TEXTE SOURCE:
══════════════════════════════

Quand reverrons-nous les paillottes corses, mes malheureux amis ?

Derrière la jointure de ces vers, se cache une réelle inquiétude, celle de ne plus jamais boire une liqueur de myrte aux vertus digestives et apaisantes. Mes étés n’auront plus jamais le même goût. La mâche soyeuse du figatellu grillé au barbecue et la suavité du brocciu en dessert vont me manquer. Cette nuit, dans ma campagne berrichonne, j’ai fait le rêve impossible et pénétrant de prendre un vol en direction de la citadelle de Calvi. Je me voyais tangué au-dessus de l’aéroport Sainte-Catherine, balayé par les vents nerveux et saisi par l’effet entonnoir qui surprend toujours les premières fois lors des atterrissages virils mais toujours corrects. Tout en bas, la piste malingre, coincée dans cette cuvette, m’a toujours paru trop courte pour un avion moyen-courrier. La montagne en face, la mer dans le dos et au moment de descendre, plus du tout l’envie de compter les tours génoises disséminées dans le Golfe, juste prier Notre-Dame-de-la-Serra pour fouler enfin cette île de beauté. La Corse se mérite, elle ne s’offre pas au premier touriste qui aspire au farniente et au parasol. Ici, l’huile solaire n’empeste pas les vapeurs d’essence et le bruit du marteau-piqueur ne couvre pas encore le cri du milan royal. L’insularité a conservé certes une certaine âpreté dans les rapports humains ce qui nous change des salamalecs habituels des stations balnéaires. La distance, cette vieille politesse montagnarde, a du bon, elle aura même de l’avenir vu les circonstances sanitaires actuelles. Sur place, on n’a pas le sentiment d’être un portefeuille sur pattes, assailli, contraint à la dépense. C’est reposant. Le commerçant ne tend pas la sébile comme dans d’autres lieux touristiques du bassin méditerranéen. Dans le Nord, plaque 2B au cul du pick-up, la nature s’y exprime encore librement sans les appétits immobiliers voraces, si difficiles à contenir, la population veille, elle a toujours veillé. Elle ne s’est jamais laissée amadouer par les beaux discours de la capitale. La vigilance n’est pas un méchant mot dans la patrie de Pascal Paoli. Une seule question se pose : quand pourrons-nous revenir en Corse ? En août ? À l’automne ? Plus tard encore ? Les autorisations de se déplacer en France seront-elles allégées d’ici à trois mois ? Personne ne peut aujourd’hui le promettre avec certitude, la précaution semble de mise dans les ministères.

══════════════════════════════

DONNÉES FOURNIES:

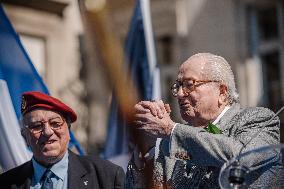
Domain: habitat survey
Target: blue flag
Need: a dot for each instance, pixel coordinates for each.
(138, 64)
(17, 70)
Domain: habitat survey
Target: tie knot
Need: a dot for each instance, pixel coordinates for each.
(46, 178)
(47, 174)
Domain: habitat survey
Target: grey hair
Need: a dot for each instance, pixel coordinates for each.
(217, 68)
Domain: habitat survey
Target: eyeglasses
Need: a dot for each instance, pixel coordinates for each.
(188, 86)
(38, 126)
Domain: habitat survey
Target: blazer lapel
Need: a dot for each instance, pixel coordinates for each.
(79, 176)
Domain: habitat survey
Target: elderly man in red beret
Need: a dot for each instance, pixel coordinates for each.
(46, 123)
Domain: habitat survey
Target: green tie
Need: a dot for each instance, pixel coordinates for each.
(47, 183)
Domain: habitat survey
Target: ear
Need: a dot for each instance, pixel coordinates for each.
(25, 135)
(223, 94)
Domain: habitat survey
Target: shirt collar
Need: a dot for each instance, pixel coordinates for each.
(59, 169)
(221, 115)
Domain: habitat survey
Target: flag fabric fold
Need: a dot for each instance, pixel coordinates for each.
(146, 79)
(19, 75)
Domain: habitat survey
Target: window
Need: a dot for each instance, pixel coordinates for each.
(35, 47)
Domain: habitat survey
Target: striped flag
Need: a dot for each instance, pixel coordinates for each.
(17, 75)
(141, 56)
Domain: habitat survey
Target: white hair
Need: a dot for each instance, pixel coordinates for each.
(217, 68)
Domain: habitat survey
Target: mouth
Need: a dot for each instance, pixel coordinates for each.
(48, 142)
(183, 105)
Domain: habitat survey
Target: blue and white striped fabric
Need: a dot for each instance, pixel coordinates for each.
(17, 75)
(140, 53)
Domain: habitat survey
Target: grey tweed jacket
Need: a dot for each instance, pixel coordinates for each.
(192, 157)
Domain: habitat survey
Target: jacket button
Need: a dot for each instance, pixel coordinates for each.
(177, 155)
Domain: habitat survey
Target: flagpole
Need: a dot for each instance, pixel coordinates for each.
(146, 14)
(150, 47)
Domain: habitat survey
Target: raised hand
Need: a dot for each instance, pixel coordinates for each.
(153, 118)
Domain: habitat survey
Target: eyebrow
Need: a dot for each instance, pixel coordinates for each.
(185, 79)
(47, 119)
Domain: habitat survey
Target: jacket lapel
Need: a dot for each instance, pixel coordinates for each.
(26, 179)
(80, 175)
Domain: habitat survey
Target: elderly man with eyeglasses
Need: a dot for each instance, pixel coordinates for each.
(191, 154)
(46, 122)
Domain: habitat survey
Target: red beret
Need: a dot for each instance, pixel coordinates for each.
(32, 100)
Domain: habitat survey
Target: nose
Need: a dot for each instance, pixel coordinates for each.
(181, 93)
(47, 131)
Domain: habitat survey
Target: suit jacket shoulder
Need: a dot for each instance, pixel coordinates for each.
(93, 172)
(17, 177)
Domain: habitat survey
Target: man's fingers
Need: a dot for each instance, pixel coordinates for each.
(140, 109)
(168, 108)
(149, 105)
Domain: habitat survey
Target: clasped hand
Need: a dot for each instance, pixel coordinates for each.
(153, 117)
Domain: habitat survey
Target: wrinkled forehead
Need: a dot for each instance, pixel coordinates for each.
(40, 114)
(192, 68)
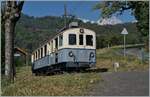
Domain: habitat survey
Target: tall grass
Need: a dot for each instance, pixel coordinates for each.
(65, 84)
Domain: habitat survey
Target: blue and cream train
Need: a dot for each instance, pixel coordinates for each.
(70, 48)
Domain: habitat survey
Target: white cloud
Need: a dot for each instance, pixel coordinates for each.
(109, 21)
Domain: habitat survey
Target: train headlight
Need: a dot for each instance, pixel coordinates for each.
(91, 54)
(70, 54)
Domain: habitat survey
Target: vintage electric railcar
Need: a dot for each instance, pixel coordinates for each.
(70, 48)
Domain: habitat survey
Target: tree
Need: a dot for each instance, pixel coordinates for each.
(140, 9)
(11, 12)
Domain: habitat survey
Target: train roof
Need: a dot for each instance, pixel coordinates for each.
(58, 33)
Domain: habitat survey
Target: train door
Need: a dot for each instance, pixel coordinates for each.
(56, 51)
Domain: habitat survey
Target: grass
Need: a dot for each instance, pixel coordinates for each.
(65, 84)
(106, 57)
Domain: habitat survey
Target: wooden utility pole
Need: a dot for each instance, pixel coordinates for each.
(10, 15)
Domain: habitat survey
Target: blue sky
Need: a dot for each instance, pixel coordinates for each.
(82, 9)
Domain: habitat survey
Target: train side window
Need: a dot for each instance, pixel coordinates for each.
(41, 52)
(45, 50)
(56, 43)
(80, 39)
(51, 46)
(89, 40)
(72, 39)
(60, 40)
(38, 54)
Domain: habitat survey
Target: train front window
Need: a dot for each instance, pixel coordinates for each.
(89, 40)
(80, 39)
(72, 39)
(60, 40)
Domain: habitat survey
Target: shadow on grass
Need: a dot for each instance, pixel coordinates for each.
(93, 70)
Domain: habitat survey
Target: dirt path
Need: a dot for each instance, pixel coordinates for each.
(123, 84)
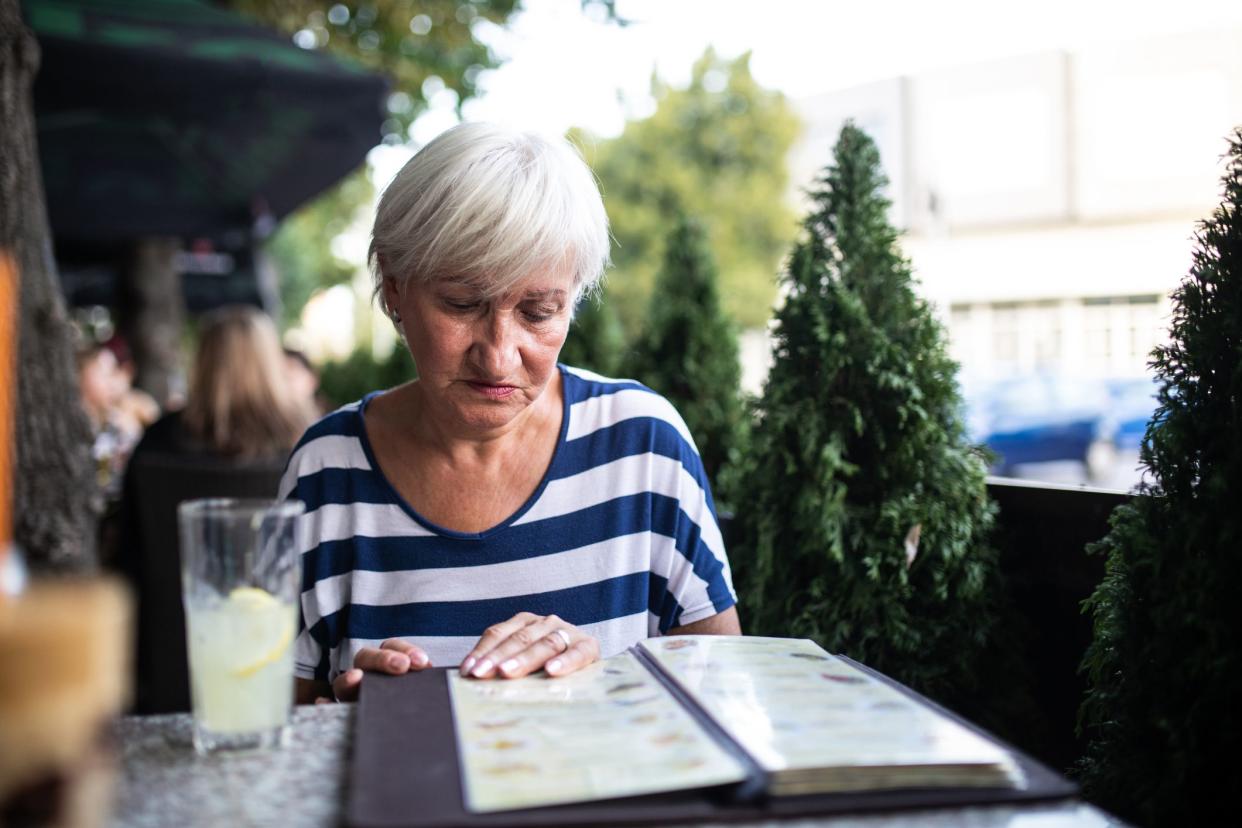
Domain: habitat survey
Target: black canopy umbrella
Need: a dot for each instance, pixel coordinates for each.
(179, 118)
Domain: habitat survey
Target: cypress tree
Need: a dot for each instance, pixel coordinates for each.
(595, 340)
(863, 514)
(1164, 668)
(688, 350)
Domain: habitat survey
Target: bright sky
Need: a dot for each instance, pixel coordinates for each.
(562, 68)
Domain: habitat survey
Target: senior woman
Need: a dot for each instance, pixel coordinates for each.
(502, 513)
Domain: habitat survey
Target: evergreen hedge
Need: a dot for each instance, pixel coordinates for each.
(862, 513)
(688, 350)
(1164, 708)
(360, 373)
(595, 340)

══════════════════════════════

SÉRIE D'EXERCICES:
(1) Répondez aux questions suivantes à partir du texte sur la Corse :
(a) Quelle liqueur le texte craint-il de ne plus jamais boire ?
(b) Dans quelle campagne le rêve de vol vers Calvi a-t-il été fait ?
(c) De quel oiseau le bruit du marteau-piqueur ne couvre-t-il pas encore le cri ?
(2) Poursuivez le texte sur la Corse à partir de sa dernière phrase.

CORRIGÉ DE L'EXERCICE:
(1)
(a) Une liqueur de myrte.
(b) Dans une campagne berrichonne.
(c) Du milan royal.

(2)
Il nous reste la consultation du Guide Vert…

Tant que l’exténuante présentation Powerpoint, cette dérive managériale qui fait sourire les collaborateurs des entreprises privées, fera office de politique publique, des inquiétudes persisteront. Quid des plages et des paillottes ? Des campings et des écoles de plongée ? Des bars et des hôtels ? Dans un demi-sommeil, je me suis souvenu d’un plat de « Linguine au ragout de calamar et chorizo » préparé par le chef de A Pasturella sur la placette de Monticello, ce village cher à l’homme au cigare et aux lunettes noires. Dutronc et ses chats prennent aux beaux jours des reflets de Madone. On les visitera bientôt comme on randonne sur le sentier du GR20. Et puis, j’ai pensé à ma paroisse, celle des auteurs qui trouvent dans le voyage, un substrat à la création et l’occasion de brûler un à-valoir durement conquis. Que faites-vous de l’œuvre de Michel Déon sans la Grèce ? « Chaque nation, chaque famille, chaque individu vit sur une mythologie qui colore son existence » écrivait Jean d’Ormesson dans Au plaisir de dieu (Folio/1243). Sa mythologie à lui, c’était le château de Saint-Fargeau, à quelques kilomètres de chez moi. Ce que je préfère chez Jean d’O, c’est son autre thébaïde, le port de Saint-Florent à l’embouchure de l’Aliso. Le meilleur de son œuvre réside dans ses photos de vacances prises pour Paris Match, dans sa plénitude bronzée. Chaque année, il nous envoyait une carte postale de son Saint-Tropez balanin. Par son dilettantisme classieux, il vengeait tous les besogneux de l’écrit que nous sommes. Grâce à lui, nous savions qu’il existait dans le royaume de l’édition, un roi paisible qui prenait ses quartiers d’été en Corse et abandonnait son cabriolet Mercedes dans un garage de l’Institut. Il était notre phare. 

En me réveillant, j’ai repris mon vieux Guide Vert pour relire cette introduction : « La Balagne est une enclave de collines fertiles au Nord-Ouest d’une île montagneuse et rude ». Ulysse peut aller se rhabiller avec son cabotage initiatique. Je prends l’engagement devant vous que je reviendrai à Feliceto, Lozari, Ostriconi et à L’Île-Rousse dans un grand Boeing bleu de mer. Mais quand ?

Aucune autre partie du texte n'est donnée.